= THE TASK =
Your reply should be the full listing, copied exactly.

··· INFORMATION GIVEN

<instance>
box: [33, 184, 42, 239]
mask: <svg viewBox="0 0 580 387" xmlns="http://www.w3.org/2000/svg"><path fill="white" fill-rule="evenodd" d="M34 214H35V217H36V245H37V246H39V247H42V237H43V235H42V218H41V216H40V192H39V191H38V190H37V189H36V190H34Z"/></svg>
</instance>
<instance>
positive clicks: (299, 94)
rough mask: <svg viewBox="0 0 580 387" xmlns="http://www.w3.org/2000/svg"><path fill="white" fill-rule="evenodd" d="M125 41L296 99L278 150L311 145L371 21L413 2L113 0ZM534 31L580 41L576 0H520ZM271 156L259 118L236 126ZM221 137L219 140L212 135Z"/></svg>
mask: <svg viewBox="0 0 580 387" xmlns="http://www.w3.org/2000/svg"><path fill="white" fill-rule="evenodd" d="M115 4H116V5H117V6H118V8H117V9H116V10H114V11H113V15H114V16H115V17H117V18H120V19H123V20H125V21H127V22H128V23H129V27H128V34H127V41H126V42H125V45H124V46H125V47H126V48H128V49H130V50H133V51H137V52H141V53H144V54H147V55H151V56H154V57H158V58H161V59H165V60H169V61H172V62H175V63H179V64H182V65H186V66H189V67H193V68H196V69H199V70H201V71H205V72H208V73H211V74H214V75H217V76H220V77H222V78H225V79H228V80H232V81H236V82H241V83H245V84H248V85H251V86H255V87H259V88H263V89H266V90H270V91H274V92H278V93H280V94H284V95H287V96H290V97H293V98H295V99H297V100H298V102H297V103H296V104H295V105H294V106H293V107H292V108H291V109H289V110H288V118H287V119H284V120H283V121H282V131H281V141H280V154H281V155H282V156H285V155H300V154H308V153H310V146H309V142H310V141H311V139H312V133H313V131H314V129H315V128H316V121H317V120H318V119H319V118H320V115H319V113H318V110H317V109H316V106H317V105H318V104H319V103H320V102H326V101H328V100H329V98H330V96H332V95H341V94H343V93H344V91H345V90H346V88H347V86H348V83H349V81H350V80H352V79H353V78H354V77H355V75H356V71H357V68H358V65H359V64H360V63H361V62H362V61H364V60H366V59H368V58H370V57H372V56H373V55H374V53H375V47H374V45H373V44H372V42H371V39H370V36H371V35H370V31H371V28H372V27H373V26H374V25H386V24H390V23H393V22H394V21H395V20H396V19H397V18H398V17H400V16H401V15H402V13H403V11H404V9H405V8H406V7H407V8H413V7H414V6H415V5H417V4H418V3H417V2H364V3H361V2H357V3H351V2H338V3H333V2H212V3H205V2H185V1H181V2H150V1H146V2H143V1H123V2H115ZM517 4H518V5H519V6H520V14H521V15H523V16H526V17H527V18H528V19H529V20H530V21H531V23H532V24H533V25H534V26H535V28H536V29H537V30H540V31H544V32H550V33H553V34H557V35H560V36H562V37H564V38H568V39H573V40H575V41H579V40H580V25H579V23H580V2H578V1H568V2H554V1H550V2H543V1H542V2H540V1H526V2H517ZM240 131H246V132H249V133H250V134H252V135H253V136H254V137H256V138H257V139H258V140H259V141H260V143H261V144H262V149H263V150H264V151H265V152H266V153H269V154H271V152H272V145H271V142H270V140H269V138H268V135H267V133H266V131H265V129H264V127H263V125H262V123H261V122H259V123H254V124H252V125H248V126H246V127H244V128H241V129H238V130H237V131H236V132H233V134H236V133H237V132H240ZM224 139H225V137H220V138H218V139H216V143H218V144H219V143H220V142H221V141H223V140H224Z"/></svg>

······

= SOLUTION =
<instance>
box: [33, 184, 42, 239]
mask: <svg viewBox="0 0 580 387" xmlns="http://www.w3.org/2000/svg"><path fill="white" fill-rule="evenodd" d="M34 214H35V217H36V245H37V246H39V247H42V237H43V235H42V218H41V216H40V192H39V191H38V190H37V189H36V190H34Z"/></svg>
</instance>
<instance>
positive clicks: (299, 94)
rough mask: <svg viewBox="0 0 580 387" xmlns="http://www.w3.org/2000/svg"><path fill="white" fill-rule="evenodd" d="M125 41L296 99L278 150L311 145L371 21L413 2L113 0ZM534 31L580 41L576 0H520ZM271 156L259 118L236 126ZM221 137L219 140L212 135Z"/></svg>
mask: <svg viewBox="0 0 580 387" xmlns="http://www.w3.org/2000/svg"><path fill="white" fill-rule="evenodd" d="M115 4H116V5H117V6H118V8H117V9H116V10H114V11H113V15H114V16H115V17H117V18H120V19H123V20H125V21H127V22H128V23H129V27H128V34H127V41H126V42H125V45H124V46H125V47H126V48H128V49H130V50H133V51H137V52H141V53H144V54H147V55H151V56H154V57H158V58H161V59H165V60H169V61H172V62H175V63H179V64H182V65H186V66H189V67H193V68H196V69H199V70H201V71H205V72H208V73H211V74H214V75H217V76H220V77H222V78H225V79H228V80H232V81H236V82H241V83H245V84H248V85H251V86H255V87H259V88H263V89H266V90H270V91H274V92H278V93H280V94H284V95H287V96H290V97H293V98H295V99H297V100H298V102H297V103H296V104H295V105H294V106H293V107H292V108H291V109H289V110H288V118H287V119H284V120H283V121H282V131H281V141H280V154H281V155H282V156H285V155H300V154H308V153H310V146H309V142H310V141H311V139H312V133H313V131H314V129H315V128H316V121H317V120H318V119H319V118H320V115H319V113H318V110H317V109H316V106H317V105H318V104H319V103H320V102H326V101H328V100H329V98H330V96H332V95H341V94H343V93H344V91H345V90H346V88H347V86H348V83H349V81H350V80H352V79H353V78H354V77H355V75H356V71H357V68H358V65H359V64H360V63H361V62H362V61H364V60H366V59H368V58H370V57H372V56H373V55H374V53H375V47H374V45H373V44H372V42H371V39H370V36H371V35H370V31H371V28H372V27H373V26H374V25H386V24H390V23H393V22H394V21H395V20H396V19H397V18H398V17H400V16H401V15H402V13H403V11H404V9H405V8H406V7H407V8H413V7H414V6H415V5H417V4H418V3H417V2H364V3H361V2H357V3H351V2H338V3H333V2H212V3H205V2H185V1H181V2H150V1H146V2H143V1H123V2H115ZM517 4H518V5H519V6H520V14H521V15H523V16H526V17H527V18H528V19H529V20H530V21H531V23H532V24H533V25H534V26H535V28H536V29H537V30H540V31H544V32H550V33H553V34H557V35H560V36H562V37H564V38H568V39H573V40H575V41H579V40H580V25H579V23H580V2H578V1H568V2H554V1H550V2H543V1H542V2H540V1H526V2H517ZM240 131H246V132H249V133H250V134H252V135H253V136H254V137H256V138H257V139H258V140H259V141H260V143H261V144H262V149H263V150H264V151H265V152H266V153H269V154H271V152H272V145H271V142H270V140H269V138H268V135H267V133H266V131H265V129H264V127H263V125H262V123H261V122H259V123H254V124H252V125H248V126H246V127H244V128H241V129H238V130H237V131H236V132H233V134H236V133H237V132H240ZM224 139H225V137H220V138H218V139H216V143H218V144H219V143H220V142H221V141H223V140H224Z"/></svg>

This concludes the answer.